TASKS FOR THIS EXERCISE:
**1)** List every benefit the concrete strength article names for switching to non-destructive methods in construction projects.
**2)** Write the next part of the concrete strength article, picking up right after its final sentence.

DOCUMENT PASSAGE:
On-site Evaluation of Concrete Strength is a main challenge in the condition assessment of existing infrastructure, or the quality control of new construction. Owners, maintenance managers of such existing concrete structures normally prefer non-destructive and non-intrusive methods to avoid further damage to an already struggling structure. In construction projects, switching to non-destructive means less intervention, shorter down-times, and saving money. However, all parties agree that the strength of concrete is a critical parameter. In this article, we will review the potential options and practical solutions for on-site evaluation of concrete strength.
On-site Evaluation of Concrete Strength
Concrete strength (compressive strength) is by far the most important property of concrete. It represents the mechanical properties of concrete; The 28 days compressive strength of concrete cylinders or cube samples has widely been accepted as the minimum specified concrete strength in most design codes (ACI 318-14, CSA A23.3-14). Concrete Strength is also considered (at least in the old school) a key factor for durability performance and design for performance. The following will take a quick look at the most conventional test (concrete compression test on concrete samples or cores), as well as some of the major non-destructive testing solutions for evaluation of concrete strength.
1- Compression Test On Concrete Cores
Extracting concrete samples (Read More: Challenges of Concrete Coring) and testing for compressive strength is often considered the most cost-effective and most reliable solution. In fact, many codes and guidelines consider this the only approved method for evaluating concrete strength. In this case, concrete core is taken from the existing structure.

EXTRACTED DATA:

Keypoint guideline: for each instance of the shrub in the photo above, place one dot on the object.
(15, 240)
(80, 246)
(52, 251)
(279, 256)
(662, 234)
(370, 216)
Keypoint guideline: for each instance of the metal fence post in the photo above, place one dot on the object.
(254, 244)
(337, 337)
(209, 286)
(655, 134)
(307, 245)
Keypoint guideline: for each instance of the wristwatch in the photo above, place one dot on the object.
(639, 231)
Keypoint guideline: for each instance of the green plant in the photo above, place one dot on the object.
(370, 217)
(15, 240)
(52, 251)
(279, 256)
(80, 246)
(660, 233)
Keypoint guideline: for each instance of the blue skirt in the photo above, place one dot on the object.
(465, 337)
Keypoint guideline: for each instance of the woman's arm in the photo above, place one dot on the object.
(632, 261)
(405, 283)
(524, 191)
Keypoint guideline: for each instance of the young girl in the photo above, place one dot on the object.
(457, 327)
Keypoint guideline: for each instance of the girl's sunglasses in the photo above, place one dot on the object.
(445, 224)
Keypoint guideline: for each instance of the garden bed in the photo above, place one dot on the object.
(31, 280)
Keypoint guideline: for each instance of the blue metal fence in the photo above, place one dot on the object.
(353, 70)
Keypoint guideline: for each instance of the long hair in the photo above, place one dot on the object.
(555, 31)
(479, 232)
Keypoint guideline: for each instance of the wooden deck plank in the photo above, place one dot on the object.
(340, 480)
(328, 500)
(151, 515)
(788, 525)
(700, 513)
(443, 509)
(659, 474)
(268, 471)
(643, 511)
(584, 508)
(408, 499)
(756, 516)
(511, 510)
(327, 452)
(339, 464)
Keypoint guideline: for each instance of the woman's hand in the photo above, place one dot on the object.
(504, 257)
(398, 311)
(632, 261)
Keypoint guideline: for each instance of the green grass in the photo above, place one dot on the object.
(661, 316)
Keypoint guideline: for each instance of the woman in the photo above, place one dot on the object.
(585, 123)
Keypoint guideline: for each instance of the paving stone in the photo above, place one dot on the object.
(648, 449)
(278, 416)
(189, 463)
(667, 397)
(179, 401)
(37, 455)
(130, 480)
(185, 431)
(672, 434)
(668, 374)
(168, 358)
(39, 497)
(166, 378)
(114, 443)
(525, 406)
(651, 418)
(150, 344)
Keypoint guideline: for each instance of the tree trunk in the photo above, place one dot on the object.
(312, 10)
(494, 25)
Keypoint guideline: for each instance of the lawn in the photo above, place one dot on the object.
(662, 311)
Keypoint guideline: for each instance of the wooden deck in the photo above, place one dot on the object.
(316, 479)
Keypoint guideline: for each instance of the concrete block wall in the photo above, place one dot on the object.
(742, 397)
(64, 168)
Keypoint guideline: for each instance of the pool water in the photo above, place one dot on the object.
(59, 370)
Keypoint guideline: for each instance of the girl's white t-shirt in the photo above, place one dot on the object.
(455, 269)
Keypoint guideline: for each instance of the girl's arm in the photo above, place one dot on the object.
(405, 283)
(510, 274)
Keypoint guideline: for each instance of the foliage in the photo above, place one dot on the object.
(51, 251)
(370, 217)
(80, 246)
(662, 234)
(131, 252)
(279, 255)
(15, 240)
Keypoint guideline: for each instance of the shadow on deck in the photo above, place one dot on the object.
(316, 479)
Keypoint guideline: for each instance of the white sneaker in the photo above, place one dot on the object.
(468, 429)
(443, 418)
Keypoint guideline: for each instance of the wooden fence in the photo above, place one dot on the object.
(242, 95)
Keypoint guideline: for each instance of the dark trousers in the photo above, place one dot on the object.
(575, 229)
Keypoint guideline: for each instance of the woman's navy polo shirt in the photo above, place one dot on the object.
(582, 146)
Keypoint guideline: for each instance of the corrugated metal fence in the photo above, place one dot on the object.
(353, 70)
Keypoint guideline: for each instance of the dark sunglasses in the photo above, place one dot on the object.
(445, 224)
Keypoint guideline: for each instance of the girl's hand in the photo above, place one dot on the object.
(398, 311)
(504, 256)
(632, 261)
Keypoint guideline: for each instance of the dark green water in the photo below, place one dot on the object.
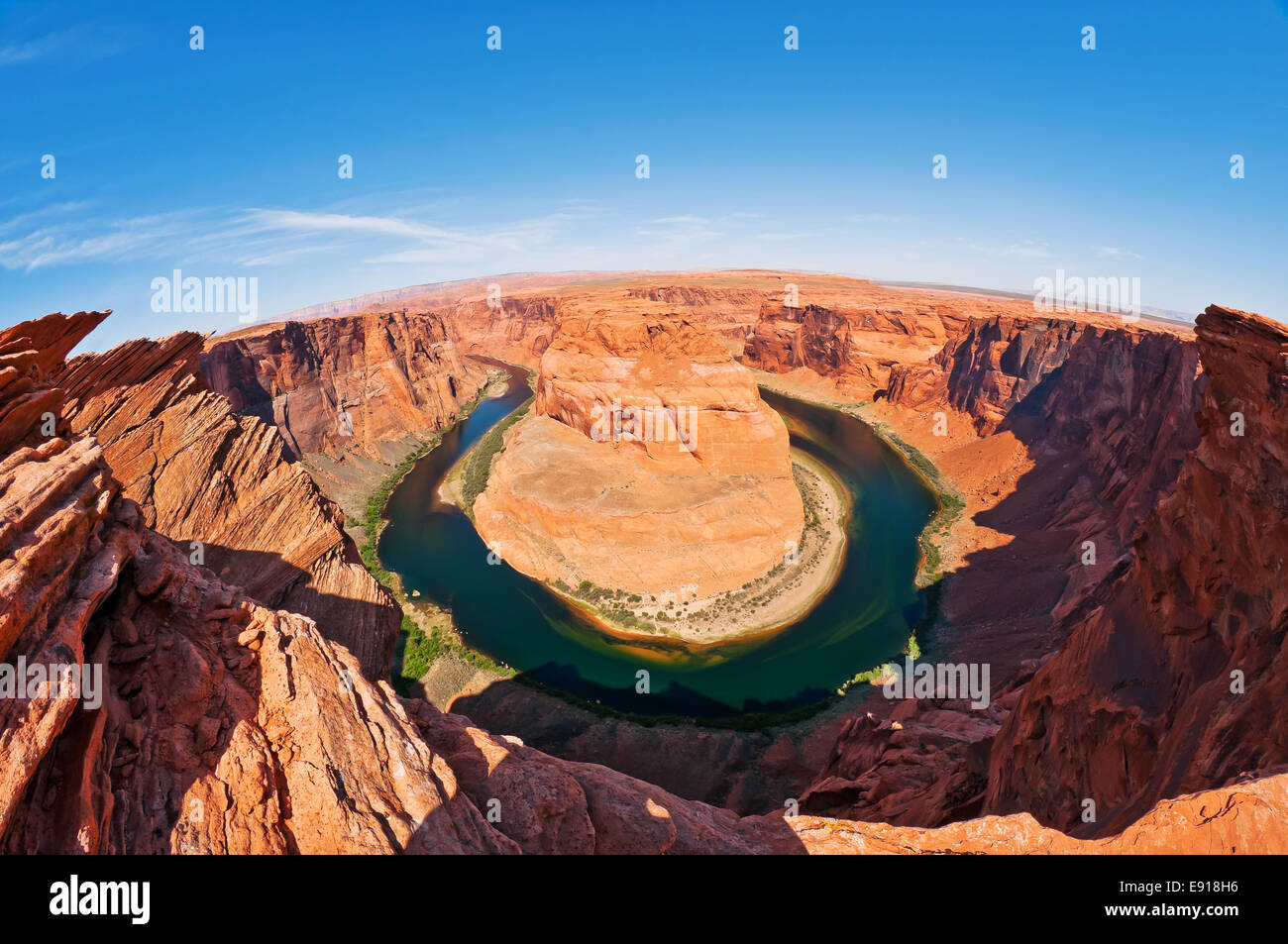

EXERCISE RESPONSES:
**1)**
- Less intervention
- Shorter down-times
- Saving money

**2)**
The core needs cutting (sawing) and surface preparation. The core is then tested for compressive strength. However, the reality is far from this. There are certain questions that needs to be answered: Where to take concrete cores from? How to handle cores properly (maintain moisture, safe mobilization)? How many cores will yield reliable information?
- This is the most reliable method to estimate the compressive strength. The method is relatively fast.
- It is destructive. Not only it damages concrete integrity, it might affect reinforcing bars in RC structures. Rebar locating tools, such as Ground Penetrating Radar – GPR are needed to avoid this problem.
- Selecting test locations can be difficult. Selecting the best location of cores is relatively subjective.
- The locations of cores needs to be repaired.
- Coring is not an option for owners of important structures, especially when there are concerns about further damaging the structure.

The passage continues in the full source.